Task description: Locate each line in the data below that contains the string "positive", and copy those lines out in full.

[Stored data]
########################################
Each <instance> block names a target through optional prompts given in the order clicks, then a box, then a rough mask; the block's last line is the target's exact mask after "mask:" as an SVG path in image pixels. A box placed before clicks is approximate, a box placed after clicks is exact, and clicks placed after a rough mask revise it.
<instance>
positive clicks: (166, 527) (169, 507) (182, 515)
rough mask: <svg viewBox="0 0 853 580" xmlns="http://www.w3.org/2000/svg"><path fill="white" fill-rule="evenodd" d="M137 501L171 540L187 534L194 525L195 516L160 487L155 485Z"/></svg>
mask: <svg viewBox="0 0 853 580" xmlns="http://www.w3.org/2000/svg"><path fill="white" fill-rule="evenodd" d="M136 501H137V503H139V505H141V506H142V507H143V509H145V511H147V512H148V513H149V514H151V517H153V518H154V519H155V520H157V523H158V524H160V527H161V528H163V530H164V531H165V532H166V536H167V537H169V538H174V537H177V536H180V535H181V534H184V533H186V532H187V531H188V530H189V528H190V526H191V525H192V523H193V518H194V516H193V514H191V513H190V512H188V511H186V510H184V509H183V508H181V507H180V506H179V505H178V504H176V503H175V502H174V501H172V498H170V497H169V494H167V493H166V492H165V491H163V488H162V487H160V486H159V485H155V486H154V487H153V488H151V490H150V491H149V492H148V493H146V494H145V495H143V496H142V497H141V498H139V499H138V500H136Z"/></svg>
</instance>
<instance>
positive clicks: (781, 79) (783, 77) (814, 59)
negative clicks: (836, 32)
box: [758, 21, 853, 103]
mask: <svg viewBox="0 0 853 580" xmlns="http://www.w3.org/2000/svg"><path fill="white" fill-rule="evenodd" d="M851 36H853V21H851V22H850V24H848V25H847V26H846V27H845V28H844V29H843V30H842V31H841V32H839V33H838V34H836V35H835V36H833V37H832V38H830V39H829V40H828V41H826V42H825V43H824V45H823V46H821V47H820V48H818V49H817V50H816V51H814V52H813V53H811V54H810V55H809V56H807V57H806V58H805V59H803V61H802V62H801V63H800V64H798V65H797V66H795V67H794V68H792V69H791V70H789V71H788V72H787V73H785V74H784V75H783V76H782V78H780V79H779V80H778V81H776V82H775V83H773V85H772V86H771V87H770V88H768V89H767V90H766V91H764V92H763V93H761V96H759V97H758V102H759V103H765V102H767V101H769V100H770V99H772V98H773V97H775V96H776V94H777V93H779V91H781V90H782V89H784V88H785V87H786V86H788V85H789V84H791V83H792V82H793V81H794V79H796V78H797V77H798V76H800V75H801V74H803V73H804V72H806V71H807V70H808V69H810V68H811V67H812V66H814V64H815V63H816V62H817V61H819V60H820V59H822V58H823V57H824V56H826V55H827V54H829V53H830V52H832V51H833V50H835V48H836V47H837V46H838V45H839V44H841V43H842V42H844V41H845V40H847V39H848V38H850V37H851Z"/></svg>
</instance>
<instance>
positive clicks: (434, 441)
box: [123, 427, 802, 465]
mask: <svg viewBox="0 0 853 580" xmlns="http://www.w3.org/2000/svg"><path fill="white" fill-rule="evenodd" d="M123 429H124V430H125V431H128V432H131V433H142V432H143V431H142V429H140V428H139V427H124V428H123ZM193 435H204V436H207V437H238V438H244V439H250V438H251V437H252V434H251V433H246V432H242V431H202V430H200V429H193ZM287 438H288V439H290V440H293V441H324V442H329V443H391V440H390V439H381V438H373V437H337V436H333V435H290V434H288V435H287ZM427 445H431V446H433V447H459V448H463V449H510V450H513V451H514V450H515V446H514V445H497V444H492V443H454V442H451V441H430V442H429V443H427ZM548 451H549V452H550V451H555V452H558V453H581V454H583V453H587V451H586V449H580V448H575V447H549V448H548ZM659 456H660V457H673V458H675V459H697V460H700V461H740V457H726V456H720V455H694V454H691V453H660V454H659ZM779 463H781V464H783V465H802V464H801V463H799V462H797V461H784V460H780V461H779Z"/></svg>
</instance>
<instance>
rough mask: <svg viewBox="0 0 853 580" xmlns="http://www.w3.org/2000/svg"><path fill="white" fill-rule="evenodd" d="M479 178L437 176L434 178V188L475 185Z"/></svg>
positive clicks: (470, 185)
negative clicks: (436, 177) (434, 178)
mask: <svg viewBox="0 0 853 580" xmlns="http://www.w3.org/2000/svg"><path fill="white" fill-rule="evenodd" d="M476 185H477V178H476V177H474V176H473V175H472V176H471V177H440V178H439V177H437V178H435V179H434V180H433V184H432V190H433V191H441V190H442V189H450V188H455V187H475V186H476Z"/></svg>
########################################
Problem solution:
positive clicks: (166, 527) (169, 507) (182, 515)
positive clicks: (781, 79) (783, 77) (814, 59)
positive clicks: (434, 441)
positive clicks: (470, 185)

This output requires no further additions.